Maaf,
Janji, dan Pembebasan
Agus Sudibyo ;
Penulis buku Politik
Otentik: Manusia dan Kebebasan dalam Pemikiran Hannah Arendt, Direktur
eksekutif Matriks Indonesia
|
JAWA
POS, 01 Agustus 2014
IDUL
Fitri selalu dirayakan sebagai hari kemenangan dan pembebasan. Kemenangan
melawan hawa nafsu selama bulan suci Ramadan, bulan di mana umat Islam
menyempurnakan iman dan ibadahnya selama sebulan penuh. Pembebasan terhadap
dosa dan kesalahan karena pada hari yang suci itu, umat Islam saling
memaafkan kesalahan dan berjanji untuk tindakan dan sikap yang lebih baik di
kemudian hari.
Maaf
dan janji tak pelak lagi identik dengan Idul Fitri. Menariknya, keutamaan
maaf dan janji tidak hanya dapat dijelaskan berdasar dalil bahwa Idul Fitri
memang momentum yang dihadirkan Allah swt kepada umat-Nya untuk menyucikan
diri, menebus dosa-dosa, dan mengikat kembali kebersamaan antar sesama.
Keutamaan maaf dan janji juga dapat diasalkan kepada khitah manusia sebagai
makhluk yang bertindak dan berbicara di antara sesamanya dalam ruang
kehidupan yang majemuk. Kemampuan bertindak dan berbicara di antara sesamanya
inilah keistimewaan yang membedakan manusia dari ciptaan Allah lainnya.
Namun,
kapasitas bertindak yang mencirikan jati diri manusia itu memiliki
keterbatasan. Pertama, tindakan dan dampak-dampaknya sering menjadi sesuatu
yang tidak dapat dihapuskan begitu saja (irreversible).
Kedua, seperti apa bentuk dan dampak dari tindakan manusia sering kali juga tidak
dapat dipastikan atau diperkirakan sebelumnya (unpredictable).

### Rincian Tugas
Jawablah pertanyaan berikut berdasarkan tulisan tentang maaf, janji, dan Idul Fitri di atas.
(a) Idul Fitri selalu dirayakan sebagai hari apa?
(b) Keistimewaan apa yang membedakan manusia dari ciptaan Allah lainnya?
(c) Apa keterbatasan kedua dari kapasitas bertindak manusia, dan istilah bahasa Inggris apa yang menyertainya?

Catatan penempatan titik:
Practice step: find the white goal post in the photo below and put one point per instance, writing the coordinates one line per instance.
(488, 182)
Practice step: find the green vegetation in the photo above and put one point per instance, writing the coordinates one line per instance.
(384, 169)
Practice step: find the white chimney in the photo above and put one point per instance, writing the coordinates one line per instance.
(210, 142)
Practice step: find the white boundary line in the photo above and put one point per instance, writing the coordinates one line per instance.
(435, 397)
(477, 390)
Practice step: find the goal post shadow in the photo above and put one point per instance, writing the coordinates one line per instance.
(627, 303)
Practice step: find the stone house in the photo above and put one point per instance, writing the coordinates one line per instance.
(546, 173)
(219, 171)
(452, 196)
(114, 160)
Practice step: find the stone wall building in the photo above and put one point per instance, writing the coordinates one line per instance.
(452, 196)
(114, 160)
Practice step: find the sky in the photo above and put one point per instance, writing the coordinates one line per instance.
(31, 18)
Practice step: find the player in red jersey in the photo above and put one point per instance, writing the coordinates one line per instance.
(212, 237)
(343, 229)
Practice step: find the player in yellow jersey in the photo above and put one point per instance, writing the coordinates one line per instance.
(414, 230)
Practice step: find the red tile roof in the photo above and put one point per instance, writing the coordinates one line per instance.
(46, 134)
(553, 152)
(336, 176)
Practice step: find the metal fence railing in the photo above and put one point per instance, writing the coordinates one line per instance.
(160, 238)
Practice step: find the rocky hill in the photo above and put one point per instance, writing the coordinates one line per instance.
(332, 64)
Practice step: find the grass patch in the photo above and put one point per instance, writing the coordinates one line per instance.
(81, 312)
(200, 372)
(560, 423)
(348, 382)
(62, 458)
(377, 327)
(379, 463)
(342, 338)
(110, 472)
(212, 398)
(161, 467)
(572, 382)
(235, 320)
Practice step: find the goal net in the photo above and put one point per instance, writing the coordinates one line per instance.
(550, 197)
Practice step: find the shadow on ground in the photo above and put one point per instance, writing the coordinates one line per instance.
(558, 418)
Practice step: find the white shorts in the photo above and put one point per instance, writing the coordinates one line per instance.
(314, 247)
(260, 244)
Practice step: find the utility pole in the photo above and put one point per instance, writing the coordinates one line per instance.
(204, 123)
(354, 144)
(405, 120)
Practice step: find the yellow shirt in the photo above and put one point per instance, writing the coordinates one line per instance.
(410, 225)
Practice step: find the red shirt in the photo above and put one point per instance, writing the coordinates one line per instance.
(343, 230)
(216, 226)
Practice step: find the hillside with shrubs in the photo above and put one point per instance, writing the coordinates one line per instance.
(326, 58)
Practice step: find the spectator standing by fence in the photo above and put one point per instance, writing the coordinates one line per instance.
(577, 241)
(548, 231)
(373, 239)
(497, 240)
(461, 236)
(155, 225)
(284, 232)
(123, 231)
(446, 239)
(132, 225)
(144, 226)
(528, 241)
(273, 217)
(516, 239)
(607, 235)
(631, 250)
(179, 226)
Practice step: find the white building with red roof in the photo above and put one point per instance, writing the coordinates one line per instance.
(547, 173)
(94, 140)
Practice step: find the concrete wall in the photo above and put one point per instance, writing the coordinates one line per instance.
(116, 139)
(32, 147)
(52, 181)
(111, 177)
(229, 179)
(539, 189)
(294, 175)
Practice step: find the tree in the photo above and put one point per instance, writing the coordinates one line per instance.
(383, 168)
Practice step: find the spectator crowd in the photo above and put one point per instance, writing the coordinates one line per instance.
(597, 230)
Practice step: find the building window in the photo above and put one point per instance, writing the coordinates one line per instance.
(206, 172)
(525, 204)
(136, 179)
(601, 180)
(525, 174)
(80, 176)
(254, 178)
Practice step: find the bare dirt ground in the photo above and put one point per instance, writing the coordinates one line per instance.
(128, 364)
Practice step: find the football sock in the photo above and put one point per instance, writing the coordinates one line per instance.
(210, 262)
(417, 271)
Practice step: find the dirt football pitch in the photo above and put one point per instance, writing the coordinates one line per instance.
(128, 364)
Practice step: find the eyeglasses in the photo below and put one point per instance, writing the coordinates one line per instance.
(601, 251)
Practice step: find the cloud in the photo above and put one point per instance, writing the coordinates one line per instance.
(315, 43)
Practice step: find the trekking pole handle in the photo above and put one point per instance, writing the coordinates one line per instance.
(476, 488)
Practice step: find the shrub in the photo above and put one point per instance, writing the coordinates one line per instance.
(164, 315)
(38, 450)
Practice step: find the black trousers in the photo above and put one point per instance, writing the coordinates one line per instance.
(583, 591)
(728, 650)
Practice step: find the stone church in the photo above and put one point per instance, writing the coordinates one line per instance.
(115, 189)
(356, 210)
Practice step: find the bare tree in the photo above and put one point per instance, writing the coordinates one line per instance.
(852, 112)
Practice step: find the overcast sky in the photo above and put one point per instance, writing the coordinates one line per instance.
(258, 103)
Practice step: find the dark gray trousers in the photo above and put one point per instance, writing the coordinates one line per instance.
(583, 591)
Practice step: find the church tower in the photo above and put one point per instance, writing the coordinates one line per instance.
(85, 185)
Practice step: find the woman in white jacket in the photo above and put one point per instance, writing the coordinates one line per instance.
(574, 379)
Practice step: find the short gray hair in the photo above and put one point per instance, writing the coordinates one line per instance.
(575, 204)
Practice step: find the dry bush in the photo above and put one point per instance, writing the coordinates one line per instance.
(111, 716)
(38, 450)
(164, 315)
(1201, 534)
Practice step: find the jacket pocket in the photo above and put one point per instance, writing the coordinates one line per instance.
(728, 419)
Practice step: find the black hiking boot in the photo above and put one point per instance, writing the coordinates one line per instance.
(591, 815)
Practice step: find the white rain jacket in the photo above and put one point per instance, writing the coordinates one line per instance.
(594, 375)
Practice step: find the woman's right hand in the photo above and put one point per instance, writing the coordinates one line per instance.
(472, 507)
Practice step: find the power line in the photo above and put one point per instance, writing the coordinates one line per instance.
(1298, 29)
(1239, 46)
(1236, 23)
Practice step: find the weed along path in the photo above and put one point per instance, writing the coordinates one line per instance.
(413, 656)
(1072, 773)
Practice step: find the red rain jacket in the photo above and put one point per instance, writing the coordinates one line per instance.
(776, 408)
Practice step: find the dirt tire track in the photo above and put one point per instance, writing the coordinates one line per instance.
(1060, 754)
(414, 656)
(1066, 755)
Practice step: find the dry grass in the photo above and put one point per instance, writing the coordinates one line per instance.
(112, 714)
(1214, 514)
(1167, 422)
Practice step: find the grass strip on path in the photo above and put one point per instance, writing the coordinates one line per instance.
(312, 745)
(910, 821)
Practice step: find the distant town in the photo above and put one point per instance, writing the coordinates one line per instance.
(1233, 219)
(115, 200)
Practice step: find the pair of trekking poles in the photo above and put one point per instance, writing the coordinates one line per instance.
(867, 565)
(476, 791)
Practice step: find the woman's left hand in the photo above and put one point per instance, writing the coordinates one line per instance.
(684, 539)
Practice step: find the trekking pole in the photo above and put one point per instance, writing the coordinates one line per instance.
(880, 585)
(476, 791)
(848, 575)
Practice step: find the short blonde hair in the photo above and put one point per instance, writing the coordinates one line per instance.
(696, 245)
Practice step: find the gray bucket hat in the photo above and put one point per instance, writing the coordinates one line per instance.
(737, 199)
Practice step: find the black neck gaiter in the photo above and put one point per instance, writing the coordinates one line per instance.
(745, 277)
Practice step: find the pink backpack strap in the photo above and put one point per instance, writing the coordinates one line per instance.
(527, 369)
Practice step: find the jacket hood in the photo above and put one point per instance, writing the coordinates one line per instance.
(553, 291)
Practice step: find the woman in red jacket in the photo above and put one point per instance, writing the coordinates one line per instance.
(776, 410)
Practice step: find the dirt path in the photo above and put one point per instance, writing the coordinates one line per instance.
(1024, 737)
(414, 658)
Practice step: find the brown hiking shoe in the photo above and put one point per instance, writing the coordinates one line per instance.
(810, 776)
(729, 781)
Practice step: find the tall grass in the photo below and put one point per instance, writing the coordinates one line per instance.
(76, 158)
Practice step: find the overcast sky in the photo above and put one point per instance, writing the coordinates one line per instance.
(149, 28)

### Jawaban Tertulis
(a) Idul Fitri selalu dirayakan sebagai hari kemenangan dan pembebasan.
(b) Keistimewaan itu adalah kemampuan bertindak dan berbicara di antara sesamanya.
(c) Bentuk dan dampak tindakan manusia sering kali tidak dapat dipastikan atau diperkirakan sebelumnya. Istilah yang menyertainya adalah "unpredictable".